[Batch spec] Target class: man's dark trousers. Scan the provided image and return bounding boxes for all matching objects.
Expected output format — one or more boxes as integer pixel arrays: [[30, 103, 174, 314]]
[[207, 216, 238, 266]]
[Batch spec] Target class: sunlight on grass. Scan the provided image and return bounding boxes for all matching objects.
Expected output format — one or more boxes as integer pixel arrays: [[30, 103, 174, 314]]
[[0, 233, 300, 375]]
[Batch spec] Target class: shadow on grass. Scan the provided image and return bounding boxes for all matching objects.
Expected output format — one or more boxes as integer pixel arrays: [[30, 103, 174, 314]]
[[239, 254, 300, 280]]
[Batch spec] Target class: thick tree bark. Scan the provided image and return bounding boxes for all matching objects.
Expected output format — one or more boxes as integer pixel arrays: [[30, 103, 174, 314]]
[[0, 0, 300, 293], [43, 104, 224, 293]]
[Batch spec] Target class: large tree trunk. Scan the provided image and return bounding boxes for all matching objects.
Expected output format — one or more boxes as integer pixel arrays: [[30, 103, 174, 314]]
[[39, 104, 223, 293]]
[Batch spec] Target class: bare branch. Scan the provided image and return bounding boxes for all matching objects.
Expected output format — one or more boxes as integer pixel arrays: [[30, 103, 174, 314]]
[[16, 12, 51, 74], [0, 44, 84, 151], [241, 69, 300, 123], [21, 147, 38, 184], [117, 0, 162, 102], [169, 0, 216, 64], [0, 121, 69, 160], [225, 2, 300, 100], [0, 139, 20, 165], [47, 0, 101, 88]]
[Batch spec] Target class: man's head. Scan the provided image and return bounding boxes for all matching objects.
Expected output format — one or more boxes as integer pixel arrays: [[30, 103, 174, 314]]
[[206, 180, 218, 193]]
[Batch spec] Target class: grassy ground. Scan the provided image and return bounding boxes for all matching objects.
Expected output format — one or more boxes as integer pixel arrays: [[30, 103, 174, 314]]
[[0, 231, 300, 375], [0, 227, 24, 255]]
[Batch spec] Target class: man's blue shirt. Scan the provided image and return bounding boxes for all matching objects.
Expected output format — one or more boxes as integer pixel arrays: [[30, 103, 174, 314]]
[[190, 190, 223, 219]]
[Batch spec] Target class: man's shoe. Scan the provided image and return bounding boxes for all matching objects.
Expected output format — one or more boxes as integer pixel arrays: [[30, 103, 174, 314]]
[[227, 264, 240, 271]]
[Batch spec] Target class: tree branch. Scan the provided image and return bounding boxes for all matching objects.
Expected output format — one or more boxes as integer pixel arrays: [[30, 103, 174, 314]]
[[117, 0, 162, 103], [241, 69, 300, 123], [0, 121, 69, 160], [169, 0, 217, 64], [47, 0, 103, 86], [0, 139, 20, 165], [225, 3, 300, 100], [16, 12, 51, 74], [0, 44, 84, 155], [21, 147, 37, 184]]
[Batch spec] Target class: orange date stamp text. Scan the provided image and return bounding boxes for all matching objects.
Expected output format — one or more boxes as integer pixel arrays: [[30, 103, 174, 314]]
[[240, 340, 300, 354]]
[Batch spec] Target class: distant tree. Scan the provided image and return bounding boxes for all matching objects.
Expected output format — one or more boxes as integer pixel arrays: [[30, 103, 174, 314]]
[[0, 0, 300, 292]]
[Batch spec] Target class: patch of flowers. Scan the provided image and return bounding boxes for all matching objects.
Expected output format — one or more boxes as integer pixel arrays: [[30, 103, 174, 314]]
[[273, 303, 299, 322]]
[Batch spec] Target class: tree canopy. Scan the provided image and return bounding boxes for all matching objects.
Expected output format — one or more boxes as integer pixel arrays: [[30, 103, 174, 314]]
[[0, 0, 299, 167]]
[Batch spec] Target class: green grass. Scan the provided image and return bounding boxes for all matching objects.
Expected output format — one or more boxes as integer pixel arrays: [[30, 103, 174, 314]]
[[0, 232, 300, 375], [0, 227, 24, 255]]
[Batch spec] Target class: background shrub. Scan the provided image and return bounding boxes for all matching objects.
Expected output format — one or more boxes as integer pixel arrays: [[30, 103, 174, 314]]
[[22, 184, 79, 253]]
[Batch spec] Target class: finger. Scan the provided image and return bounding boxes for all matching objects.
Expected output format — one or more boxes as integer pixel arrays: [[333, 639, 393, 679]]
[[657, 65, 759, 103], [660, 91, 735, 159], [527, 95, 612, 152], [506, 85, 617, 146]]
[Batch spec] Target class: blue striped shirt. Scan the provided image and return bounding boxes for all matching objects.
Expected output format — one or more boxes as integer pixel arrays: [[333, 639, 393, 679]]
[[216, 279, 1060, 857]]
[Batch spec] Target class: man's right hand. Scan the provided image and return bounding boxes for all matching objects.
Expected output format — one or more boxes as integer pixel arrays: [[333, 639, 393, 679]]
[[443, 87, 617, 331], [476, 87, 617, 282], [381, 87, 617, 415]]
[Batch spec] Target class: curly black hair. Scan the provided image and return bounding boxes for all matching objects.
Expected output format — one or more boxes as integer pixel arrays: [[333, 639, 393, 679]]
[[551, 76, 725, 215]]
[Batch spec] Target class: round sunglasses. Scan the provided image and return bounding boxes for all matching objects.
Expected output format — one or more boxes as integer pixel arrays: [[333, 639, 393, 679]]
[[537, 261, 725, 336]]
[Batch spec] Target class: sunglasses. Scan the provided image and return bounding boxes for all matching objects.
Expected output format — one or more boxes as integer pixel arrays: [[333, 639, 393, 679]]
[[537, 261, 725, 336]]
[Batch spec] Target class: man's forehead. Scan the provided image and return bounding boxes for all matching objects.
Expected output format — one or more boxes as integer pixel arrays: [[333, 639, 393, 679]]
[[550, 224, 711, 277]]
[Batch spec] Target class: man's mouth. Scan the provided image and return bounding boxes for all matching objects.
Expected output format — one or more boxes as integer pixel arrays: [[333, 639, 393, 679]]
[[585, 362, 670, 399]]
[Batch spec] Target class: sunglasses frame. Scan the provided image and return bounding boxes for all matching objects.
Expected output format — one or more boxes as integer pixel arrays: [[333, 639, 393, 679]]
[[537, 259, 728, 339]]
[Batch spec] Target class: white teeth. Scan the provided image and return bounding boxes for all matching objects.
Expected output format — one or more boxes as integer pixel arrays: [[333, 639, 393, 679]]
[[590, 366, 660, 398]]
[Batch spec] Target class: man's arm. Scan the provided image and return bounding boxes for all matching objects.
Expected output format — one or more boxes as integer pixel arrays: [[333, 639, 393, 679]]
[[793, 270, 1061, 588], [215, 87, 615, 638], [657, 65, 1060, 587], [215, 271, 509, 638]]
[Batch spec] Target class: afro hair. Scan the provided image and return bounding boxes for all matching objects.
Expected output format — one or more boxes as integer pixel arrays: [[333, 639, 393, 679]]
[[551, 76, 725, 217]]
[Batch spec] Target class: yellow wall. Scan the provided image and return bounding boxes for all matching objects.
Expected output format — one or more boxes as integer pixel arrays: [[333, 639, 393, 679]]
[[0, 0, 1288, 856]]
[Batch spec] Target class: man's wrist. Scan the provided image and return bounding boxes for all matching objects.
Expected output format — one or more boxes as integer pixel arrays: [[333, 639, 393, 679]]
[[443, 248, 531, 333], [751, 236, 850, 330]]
==
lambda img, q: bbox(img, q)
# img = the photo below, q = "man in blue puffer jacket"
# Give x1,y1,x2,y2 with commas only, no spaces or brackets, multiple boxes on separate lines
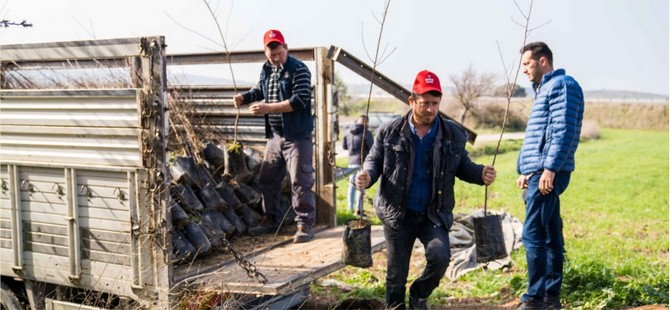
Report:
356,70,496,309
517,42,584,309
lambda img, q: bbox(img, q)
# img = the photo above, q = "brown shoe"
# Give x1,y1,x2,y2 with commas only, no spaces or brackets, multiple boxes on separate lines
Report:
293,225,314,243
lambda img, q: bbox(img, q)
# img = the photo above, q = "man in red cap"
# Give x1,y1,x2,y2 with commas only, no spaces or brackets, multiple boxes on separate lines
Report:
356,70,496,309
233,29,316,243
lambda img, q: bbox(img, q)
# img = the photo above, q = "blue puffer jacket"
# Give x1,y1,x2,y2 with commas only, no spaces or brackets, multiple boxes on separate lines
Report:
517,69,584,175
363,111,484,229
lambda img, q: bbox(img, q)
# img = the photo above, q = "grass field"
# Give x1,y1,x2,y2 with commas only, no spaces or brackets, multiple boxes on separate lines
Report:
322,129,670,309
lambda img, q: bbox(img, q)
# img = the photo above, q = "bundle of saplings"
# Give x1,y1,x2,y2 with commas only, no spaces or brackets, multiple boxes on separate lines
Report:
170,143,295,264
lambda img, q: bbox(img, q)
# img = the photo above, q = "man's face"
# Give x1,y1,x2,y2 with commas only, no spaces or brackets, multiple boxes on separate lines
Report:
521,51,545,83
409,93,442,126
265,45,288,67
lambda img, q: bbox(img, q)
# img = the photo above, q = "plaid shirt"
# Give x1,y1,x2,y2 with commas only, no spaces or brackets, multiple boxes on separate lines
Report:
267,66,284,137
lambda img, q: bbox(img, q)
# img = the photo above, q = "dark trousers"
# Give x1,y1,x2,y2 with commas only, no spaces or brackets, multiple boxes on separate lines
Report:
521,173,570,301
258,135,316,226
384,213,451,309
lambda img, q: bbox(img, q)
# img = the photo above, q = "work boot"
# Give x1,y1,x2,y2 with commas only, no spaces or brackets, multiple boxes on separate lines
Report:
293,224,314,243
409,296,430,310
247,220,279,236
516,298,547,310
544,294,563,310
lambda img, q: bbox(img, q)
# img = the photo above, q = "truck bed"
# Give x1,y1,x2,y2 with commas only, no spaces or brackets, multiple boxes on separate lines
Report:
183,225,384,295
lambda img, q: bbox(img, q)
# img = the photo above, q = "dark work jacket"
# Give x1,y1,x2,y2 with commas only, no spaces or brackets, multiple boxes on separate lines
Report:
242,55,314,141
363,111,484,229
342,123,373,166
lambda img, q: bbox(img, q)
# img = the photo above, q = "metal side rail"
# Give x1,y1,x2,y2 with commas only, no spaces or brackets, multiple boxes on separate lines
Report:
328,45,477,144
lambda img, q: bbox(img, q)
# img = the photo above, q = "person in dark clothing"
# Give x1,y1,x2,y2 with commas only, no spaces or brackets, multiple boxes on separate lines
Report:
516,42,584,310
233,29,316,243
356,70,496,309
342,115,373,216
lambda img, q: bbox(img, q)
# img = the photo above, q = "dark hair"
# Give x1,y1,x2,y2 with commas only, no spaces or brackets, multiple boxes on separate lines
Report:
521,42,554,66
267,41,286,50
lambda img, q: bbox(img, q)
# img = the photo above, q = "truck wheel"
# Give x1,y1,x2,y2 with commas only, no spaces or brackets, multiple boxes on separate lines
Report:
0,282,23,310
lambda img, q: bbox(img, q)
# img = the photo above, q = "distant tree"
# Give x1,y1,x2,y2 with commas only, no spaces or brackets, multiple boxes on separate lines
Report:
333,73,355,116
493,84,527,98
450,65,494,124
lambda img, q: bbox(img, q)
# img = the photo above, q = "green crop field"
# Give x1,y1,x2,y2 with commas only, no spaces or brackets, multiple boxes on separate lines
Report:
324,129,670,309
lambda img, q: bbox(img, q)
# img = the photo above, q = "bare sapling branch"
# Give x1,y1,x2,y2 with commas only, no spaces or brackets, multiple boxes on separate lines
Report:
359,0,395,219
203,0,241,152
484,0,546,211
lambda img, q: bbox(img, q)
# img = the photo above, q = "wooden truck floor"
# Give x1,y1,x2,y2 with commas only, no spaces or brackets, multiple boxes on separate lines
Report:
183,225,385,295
* * *
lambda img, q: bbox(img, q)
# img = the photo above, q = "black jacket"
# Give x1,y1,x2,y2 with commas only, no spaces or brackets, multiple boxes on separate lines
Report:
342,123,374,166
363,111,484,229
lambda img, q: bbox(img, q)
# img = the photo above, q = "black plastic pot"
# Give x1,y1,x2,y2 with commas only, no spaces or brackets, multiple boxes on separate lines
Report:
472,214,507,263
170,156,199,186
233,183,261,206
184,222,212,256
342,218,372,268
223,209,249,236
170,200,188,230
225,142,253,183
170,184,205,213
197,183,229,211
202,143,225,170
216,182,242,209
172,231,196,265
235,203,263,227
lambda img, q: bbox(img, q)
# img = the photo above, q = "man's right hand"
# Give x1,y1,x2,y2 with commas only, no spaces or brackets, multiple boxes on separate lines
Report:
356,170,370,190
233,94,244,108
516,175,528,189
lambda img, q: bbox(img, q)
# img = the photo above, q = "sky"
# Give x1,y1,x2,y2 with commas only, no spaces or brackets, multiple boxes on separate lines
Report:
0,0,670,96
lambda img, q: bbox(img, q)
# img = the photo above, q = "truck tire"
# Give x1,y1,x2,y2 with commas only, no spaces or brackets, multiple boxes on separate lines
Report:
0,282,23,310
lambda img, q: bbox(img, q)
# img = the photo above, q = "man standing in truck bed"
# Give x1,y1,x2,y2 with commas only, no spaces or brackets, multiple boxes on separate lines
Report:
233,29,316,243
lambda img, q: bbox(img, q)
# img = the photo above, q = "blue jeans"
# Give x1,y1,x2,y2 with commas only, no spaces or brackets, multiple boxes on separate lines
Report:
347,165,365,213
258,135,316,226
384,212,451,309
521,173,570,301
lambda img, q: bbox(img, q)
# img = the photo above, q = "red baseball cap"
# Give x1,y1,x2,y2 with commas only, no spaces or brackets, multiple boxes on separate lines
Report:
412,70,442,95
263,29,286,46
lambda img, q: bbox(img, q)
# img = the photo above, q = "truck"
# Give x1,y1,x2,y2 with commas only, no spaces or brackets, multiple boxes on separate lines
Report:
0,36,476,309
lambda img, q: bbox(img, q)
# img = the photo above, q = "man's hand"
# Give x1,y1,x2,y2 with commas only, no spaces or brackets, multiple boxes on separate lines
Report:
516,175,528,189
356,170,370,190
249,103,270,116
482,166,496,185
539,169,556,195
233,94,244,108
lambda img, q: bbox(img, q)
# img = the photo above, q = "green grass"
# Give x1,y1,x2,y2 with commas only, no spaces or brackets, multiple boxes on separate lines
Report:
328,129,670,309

**Exercise objective:** Print the records from the line with "[Batch spec] Target class: bare" to the line with "[[240, 340, 300, 354]]", both included, reproducing each line unchanged.

**Reply:**
[Batch spec] Target class: bare branch. Scan the provided image and return bounding boxes for all matching objects.
Expected output format — one or more boxes as integer pixel arrays: [[30, 103, 174, 314]]
[[16, 12, 51, 74], [0, 44, 84, 151], [241, 69, 300, 123], [21, 147, 38, 184], [117, 0, 162, 102], [169, 0, 216, 64], [0, 121, 69, 160], [225, 2, 300, 100], [0, 139, 20, 165], [47, 0, 101, 88]]
[Batch spec] Target class: man's head. Scan the provided image and return bounding boxes for all matching objects.
Expected output format — one or more boxes as integer pixel arrays: [[30, 103, 174, 314]]
[[206, 180, 218, 193]]
[Batch spec] Target class: grassy ground. Scan the provided image and return bounding boxes for all matching objects.
Expected output format — one or more boxes as integer pixel arrays: [[30, 103, 174, 314]]
[[0, 231, 300, 375], [0, 227, 24, 255]]
[Batch spec] Target class: man's blue shirt. Scan the provided image and return bounding boxes for all matching objects.
Expected output format — one or more boxes as integer pixel arrays: [[30, 103, 174, 314]]
[[190, 190, 223, 219]]
[Batch spec] Target class: man's shoe. Scan the provided image and return bounding boxes for all matching objects.
Expected output format — one or more boxes as integer pixel arrays: [[30, 103, 174, 314]]
[[227, 264, 240, 271]]
[Batch spec] Target class: tree branch. Scan the provided image and return bounding boxes for all matching objects.
Expected output format — one or more boxes as integer pixel arrays: [[30, 103, 174, 314]]
[[117, 0, 162, 103], [241, 69, 300, 123], [0, 121, 69, 160], [169, 0, 217, 64], [47, 0, 103, 86], [0, 139, 20, 165], [225, 3, 300, 100], [16, 12, 51, 74], [0, 44, 84, 155], [21, 147, 37, 184]]
[Batch spec] Target class: orange date stamp text. Scan the provided image and return bounding boxes for all matching objects.
Expected output format — one or more boxes as integer pixel arrays: [[30, 103, 174, 314]]
[[240, 340, 300, 354]]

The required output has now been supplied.